> _Exercise directions_
In the stretch of material from the start through the line containing "48 127 L 47", change every "white road marking" to "painted lane line" and reproduce those lines with nothing else altered.

> _Input for this task_
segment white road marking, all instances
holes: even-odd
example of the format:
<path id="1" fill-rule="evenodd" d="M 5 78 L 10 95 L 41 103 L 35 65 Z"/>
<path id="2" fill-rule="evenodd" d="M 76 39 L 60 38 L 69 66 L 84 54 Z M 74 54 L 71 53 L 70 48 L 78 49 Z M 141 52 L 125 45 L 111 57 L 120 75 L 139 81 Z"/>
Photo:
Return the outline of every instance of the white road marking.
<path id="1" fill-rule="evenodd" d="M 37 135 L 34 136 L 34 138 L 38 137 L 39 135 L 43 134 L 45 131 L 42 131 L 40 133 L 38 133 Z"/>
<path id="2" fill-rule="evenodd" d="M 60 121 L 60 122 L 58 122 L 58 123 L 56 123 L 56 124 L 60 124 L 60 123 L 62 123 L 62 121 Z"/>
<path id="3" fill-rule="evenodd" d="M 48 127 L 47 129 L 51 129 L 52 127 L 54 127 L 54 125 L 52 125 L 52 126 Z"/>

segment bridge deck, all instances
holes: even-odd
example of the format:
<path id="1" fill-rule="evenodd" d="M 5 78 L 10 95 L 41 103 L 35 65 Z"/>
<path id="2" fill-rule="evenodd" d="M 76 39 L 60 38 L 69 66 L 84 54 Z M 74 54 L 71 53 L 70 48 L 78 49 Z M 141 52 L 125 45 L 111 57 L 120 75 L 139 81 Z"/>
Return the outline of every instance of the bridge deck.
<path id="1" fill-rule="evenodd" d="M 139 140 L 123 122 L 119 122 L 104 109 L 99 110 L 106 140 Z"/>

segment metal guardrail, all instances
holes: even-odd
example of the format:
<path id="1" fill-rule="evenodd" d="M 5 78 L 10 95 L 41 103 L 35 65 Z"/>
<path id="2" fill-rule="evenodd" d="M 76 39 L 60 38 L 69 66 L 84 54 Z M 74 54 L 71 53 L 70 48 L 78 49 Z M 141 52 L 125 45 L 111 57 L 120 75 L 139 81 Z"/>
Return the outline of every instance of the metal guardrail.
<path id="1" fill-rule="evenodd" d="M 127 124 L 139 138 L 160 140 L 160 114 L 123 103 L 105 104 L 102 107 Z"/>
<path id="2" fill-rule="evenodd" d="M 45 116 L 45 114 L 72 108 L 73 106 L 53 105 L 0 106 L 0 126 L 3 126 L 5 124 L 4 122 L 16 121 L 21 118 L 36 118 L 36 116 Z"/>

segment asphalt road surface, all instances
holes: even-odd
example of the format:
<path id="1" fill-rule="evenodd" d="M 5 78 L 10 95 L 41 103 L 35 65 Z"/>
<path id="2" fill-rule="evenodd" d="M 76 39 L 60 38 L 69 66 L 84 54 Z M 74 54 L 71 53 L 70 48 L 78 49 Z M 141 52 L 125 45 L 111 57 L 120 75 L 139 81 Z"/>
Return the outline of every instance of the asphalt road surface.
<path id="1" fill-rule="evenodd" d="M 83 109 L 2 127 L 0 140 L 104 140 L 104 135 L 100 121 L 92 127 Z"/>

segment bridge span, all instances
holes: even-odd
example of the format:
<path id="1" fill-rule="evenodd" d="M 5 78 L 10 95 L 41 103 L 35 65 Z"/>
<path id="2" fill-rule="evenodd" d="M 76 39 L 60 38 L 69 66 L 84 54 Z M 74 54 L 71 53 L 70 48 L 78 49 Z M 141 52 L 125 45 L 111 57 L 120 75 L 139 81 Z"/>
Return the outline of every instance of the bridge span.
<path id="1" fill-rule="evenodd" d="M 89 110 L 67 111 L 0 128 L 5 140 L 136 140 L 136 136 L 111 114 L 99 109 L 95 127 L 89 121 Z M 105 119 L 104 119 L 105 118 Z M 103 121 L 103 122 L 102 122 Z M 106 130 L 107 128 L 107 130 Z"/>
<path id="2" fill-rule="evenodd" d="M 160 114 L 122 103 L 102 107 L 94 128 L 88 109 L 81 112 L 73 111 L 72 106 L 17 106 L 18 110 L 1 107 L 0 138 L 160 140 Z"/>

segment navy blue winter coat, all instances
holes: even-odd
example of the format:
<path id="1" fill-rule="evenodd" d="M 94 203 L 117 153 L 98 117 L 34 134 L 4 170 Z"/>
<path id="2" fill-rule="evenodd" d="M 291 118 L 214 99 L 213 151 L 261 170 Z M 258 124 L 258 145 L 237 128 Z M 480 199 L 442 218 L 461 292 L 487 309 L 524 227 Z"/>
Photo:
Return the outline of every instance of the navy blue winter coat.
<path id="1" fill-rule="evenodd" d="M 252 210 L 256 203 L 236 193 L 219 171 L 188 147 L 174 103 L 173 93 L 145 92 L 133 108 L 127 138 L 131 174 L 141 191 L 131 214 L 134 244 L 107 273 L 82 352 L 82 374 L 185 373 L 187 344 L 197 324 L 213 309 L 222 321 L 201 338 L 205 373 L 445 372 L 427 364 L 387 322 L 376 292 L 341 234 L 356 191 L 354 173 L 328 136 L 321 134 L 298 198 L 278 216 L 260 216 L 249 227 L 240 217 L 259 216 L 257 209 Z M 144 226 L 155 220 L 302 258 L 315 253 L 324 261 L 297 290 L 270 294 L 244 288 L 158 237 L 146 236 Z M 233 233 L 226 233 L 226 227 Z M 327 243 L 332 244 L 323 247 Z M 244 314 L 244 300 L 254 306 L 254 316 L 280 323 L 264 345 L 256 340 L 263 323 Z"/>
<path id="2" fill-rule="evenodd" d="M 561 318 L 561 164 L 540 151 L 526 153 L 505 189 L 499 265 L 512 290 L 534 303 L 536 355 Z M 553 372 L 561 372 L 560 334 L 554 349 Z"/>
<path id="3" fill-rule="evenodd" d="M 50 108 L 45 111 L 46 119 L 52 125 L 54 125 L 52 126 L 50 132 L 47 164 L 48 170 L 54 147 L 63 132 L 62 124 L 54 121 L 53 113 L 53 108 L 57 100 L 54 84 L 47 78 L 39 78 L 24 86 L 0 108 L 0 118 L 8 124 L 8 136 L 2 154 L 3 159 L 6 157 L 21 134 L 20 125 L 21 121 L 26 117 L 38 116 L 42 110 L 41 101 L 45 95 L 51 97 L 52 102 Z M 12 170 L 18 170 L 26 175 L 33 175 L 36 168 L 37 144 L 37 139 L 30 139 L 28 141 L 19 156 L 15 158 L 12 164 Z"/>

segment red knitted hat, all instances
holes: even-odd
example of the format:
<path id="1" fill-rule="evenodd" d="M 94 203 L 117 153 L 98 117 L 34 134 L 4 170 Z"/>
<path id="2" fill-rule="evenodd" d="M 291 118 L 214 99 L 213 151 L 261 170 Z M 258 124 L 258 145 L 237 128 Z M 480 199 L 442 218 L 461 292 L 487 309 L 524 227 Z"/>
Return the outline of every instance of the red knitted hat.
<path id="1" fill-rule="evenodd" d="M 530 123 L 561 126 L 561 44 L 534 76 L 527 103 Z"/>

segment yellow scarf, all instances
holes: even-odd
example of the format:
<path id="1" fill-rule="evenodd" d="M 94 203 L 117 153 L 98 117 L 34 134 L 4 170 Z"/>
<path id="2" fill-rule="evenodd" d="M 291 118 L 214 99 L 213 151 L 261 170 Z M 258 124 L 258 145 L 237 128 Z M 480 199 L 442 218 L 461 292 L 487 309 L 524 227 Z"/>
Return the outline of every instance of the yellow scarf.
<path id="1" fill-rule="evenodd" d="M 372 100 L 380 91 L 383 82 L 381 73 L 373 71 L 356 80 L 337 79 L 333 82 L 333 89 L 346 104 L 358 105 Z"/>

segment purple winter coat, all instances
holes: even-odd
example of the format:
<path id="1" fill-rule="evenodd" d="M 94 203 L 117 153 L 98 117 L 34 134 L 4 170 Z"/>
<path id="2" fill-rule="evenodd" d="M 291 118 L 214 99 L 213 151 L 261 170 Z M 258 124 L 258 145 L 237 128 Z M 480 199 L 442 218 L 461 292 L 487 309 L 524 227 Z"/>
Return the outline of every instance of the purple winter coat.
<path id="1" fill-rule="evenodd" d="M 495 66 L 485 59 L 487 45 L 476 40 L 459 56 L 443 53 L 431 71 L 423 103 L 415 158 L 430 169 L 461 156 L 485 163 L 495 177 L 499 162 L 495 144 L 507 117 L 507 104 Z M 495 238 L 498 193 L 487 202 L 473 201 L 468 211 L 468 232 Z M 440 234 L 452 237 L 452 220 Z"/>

> _In response_
segment painted lane line, all instances
holes: even-odd
example of the format:
<path id="1" fill-rule="evenodd" d="M 5 78 L 10 95 L 41 103 L 35 65 Z"/>
<path id="2" fill-rule="evenodd" d="M 76 39 L 60 38 L 69 66 L 84 54 Z M 74 54 L 71 53 L 70 48 L 78 49 Z M 141 52 L 125 45 L 111 57 L 120 75 L 139 81 Z"/>
Photo:
Return the outline of every instance of the painted lane line.
<path id="1" fill-rule="evenodd" d="M 37 135 L 34 136 L 34 138 L 38 137 L 39 135 L 43 134 L 45 131 L 42 131 L 40 133 L 38 133 Z"/>
<path id="2" fill-rule="evenodd" d="M 60 121 L 60 122 L 58 122 L 58 123 L 56 123 L 56 124 L 60 124 L 60 123 L 62 123 L 62 121 Z"/>
<path id="3" fill-rule="evenodd" d="M 48 127 L 47 129 L 51 129 L 52 127 L 54 127 L 54 125 L 52 125 L 52 126 Z"/>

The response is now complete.